---- Data

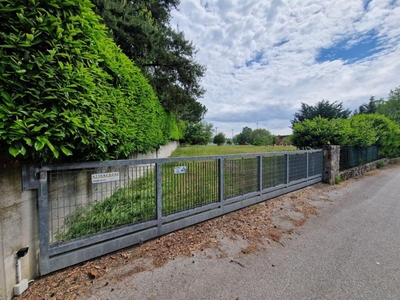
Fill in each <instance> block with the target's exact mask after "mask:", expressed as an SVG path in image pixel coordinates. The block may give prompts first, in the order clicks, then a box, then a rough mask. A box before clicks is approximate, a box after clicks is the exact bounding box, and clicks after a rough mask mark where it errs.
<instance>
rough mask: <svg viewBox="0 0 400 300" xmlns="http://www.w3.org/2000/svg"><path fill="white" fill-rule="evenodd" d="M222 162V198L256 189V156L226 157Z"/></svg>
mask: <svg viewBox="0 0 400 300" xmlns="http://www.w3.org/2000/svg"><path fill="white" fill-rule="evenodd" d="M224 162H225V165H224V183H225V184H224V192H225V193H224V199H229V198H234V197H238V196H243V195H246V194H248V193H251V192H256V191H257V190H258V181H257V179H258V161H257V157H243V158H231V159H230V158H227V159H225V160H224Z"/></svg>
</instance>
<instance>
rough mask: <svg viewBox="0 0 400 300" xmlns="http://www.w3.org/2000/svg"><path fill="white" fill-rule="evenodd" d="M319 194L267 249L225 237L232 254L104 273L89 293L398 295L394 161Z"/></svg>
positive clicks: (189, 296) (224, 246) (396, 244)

--------

# [What is expected]
List each line of the data above that contains the string "xmlns", matching case exactly.

# [Solution to the exercise]
rough mask: <svg viewBox="0 0 400 300" xmlns="http://www.w3.org/2000/svg"><path fill="white" fill-rule="evenodd" d="M222 162V198L256 189V156L226 157Z"/></svg>
mask: <svg viewBox="0 0 400 300" xmlns="http://www.w3.org/2000/svg"><path fill="white" fill-rule="evenodd" d="M224 162H225V165H224V183H225V184H224V192H225V193H224V199H229V198H234V197H238V196H243V195H246V194H248V193H251V192H256V191H257V190H258V181H257V179H258V161H257V157H243V158H231V159H230V158H227V159H225V160H224Z"/></svg>
rough mask: <svg viewBox="0 0 400 300" xmlns="http://www.w3.org/2000/svg"><path fill="white" fill-rule="evenodd" d="M319 194L267 249L225 237L232 254L104 273L89 293L398 295L394 161Z"/></svg>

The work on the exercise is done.